(Location labeling records)
_ _ _ _ _ _ _

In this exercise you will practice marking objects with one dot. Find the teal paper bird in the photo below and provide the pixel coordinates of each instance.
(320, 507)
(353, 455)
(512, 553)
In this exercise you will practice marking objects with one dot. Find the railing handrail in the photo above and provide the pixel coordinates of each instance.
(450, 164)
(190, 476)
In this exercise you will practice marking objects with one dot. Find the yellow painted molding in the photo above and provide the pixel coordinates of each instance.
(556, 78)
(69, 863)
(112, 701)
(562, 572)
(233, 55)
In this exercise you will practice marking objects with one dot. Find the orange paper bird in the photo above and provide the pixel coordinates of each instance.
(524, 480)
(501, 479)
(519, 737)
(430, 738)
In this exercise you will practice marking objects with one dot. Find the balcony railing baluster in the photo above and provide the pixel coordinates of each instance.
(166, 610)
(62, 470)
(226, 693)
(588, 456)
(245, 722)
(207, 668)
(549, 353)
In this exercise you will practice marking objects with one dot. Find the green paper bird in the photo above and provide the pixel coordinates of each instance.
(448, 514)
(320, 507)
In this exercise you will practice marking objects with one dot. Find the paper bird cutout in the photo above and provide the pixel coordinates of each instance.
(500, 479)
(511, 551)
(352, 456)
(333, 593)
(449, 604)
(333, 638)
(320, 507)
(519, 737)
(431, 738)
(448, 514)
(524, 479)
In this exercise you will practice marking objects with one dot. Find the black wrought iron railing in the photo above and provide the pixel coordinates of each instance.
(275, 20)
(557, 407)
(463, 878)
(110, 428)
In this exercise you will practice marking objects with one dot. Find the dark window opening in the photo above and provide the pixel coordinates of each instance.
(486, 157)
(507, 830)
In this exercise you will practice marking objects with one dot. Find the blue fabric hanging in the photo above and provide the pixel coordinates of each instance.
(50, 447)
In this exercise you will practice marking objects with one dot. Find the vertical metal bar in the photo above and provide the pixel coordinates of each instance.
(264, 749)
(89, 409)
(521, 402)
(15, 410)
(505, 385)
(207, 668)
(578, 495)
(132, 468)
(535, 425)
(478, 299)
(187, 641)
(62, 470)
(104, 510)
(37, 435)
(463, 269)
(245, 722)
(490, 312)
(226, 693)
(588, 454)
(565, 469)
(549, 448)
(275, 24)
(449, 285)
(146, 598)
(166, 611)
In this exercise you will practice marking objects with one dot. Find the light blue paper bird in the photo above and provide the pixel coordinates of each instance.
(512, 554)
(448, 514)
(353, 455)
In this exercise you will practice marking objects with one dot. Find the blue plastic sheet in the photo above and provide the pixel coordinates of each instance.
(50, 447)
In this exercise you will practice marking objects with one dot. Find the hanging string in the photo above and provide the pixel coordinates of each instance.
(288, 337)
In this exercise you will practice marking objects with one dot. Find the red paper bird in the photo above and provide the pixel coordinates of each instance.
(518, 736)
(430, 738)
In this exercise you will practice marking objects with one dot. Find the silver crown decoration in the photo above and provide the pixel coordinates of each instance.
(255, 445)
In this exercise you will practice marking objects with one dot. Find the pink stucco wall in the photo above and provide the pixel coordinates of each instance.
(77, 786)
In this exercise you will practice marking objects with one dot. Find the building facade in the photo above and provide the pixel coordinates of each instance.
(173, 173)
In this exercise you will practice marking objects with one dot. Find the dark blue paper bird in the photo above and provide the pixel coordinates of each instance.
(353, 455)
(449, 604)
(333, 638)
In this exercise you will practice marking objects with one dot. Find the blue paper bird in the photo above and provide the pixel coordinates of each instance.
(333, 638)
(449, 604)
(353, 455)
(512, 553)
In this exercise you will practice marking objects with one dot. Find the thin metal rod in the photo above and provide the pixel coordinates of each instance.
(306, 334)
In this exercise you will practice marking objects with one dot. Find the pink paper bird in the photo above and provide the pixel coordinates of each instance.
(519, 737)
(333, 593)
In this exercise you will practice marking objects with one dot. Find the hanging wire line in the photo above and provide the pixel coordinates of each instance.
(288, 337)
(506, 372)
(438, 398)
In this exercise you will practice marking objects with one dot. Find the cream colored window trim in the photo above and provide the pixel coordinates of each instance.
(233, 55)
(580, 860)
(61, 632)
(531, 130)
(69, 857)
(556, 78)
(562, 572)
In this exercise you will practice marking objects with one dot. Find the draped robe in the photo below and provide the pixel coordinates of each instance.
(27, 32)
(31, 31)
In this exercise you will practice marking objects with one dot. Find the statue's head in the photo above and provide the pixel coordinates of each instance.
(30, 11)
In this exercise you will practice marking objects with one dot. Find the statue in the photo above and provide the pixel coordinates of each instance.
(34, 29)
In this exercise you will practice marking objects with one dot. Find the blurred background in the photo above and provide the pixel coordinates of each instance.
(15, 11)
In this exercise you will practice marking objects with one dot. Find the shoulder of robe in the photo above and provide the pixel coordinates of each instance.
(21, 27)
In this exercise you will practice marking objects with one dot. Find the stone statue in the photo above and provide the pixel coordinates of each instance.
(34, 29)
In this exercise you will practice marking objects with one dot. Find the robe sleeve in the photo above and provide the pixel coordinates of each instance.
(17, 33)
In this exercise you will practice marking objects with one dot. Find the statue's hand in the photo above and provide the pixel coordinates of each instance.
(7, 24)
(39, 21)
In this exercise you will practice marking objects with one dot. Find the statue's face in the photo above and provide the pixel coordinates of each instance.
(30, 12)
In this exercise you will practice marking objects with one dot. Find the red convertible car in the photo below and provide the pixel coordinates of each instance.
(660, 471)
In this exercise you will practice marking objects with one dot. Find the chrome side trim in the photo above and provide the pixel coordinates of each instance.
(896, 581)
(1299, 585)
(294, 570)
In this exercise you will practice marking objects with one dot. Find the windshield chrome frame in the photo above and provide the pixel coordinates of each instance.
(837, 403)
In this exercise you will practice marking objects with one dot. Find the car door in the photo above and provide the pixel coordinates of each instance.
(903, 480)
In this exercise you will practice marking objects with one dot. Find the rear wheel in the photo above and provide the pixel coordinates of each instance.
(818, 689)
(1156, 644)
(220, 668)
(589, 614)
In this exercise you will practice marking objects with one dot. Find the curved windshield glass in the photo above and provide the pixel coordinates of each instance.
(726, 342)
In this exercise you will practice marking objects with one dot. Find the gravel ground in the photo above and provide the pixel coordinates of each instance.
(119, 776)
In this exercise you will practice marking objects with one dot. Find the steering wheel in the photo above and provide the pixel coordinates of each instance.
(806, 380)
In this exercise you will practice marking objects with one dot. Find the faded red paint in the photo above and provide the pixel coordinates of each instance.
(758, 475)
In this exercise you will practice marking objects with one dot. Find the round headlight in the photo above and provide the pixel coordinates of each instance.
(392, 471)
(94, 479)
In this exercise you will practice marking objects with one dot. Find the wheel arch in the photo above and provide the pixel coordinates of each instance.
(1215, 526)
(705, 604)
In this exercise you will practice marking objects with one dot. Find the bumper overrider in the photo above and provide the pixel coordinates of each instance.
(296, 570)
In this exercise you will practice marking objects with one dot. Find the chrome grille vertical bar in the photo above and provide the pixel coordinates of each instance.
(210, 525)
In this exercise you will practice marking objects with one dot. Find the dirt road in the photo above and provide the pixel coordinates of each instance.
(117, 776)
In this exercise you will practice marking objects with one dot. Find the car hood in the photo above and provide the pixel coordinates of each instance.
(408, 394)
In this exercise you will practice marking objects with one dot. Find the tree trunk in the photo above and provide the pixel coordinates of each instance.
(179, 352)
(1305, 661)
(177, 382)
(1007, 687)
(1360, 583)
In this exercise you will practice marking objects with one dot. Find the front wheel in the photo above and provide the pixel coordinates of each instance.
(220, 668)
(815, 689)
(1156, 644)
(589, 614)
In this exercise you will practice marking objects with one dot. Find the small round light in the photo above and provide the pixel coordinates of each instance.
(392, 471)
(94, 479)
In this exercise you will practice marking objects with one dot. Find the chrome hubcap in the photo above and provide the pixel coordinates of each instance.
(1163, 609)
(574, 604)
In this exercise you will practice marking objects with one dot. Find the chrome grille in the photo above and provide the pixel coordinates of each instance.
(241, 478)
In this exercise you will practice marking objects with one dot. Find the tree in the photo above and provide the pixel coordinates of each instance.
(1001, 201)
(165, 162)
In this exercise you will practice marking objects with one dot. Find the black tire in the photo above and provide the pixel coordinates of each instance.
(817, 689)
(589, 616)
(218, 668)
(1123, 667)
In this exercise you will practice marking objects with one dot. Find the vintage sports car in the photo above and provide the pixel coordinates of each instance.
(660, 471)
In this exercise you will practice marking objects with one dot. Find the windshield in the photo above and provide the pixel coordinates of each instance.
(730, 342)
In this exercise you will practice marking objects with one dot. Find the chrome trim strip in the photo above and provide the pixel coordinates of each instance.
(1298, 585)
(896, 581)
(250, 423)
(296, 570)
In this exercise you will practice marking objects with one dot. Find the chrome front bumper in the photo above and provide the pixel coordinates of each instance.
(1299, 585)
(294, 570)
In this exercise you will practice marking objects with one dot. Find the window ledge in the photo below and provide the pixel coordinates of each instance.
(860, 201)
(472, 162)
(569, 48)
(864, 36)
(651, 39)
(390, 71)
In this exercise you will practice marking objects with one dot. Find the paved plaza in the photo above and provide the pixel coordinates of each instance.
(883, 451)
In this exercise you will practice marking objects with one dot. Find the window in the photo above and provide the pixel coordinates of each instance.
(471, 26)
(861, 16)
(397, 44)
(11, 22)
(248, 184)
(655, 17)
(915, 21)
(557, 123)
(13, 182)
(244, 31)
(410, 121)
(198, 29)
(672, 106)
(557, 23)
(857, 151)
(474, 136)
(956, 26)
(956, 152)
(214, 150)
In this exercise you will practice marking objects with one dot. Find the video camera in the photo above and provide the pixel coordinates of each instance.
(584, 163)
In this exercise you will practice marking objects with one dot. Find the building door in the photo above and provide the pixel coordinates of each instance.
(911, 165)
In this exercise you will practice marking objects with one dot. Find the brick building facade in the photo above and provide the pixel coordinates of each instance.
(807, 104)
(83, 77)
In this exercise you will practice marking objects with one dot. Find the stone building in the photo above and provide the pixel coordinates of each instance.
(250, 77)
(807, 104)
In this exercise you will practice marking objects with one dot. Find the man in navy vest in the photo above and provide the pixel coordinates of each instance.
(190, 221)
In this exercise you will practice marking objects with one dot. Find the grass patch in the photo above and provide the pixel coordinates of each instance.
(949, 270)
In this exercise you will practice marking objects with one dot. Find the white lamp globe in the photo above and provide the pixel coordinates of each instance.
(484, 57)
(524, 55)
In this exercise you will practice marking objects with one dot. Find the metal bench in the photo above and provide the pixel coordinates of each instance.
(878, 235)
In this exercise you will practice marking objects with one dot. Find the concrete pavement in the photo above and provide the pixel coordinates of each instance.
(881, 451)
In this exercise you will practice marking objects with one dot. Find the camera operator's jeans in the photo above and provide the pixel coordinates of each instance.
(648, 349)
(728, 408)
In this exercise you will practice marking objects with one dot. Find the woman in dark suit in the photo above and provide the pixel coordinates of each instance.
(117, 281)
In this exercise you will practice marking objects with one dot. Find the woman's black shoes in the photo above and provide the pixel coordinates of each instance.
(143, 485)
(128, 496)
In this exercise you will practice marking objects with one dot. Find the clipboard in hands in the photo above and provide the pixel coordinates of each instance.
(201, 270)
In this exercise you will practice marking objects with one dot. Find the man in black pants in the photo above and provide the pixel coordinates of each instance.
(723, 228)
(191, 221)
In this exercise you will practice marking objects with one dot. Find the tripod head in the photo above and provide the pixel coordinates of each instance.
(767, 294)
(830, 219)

_ _ _ _ _ _ _

Work instructions: Quote the lines of the listing above that run from the line with "Find the camera" through its last line, both included, and nothing else.

Solution:
In this exercise you will practice marking objects with one dot. Find the camera operator's jeans in the photo above and provide the pixel coordinates of each instance.
(648, 349)
(728, 408)
In this exercise you will practice marking objects with one dot. Find the woman in dark suit in the photo above and provide the pixel coordinates of each instance.
(117, 281)
In this exercise you will practice marking objects with one dot. Find the woman's black shoes in the photo above and provide the pixel coordinates of each instance.
(143, 485)
(128, 496)
In this exercise you will practice marking objects with one dot. Find the clipboard in hands in the photo above and provide the pixel coordinates of each instance.
(201, 270)
In this exercise you will practice marking objects with one dot. Find the man in black pants in the photo above and provide the pixel coordinates of each instance.
(723, 228)
(191, 221)
In this exercise you will practice marking objects with one dot. Find the tripod head in the photo above and provide the pixel coordinates of each instance.
(767, 294)
(830, 219)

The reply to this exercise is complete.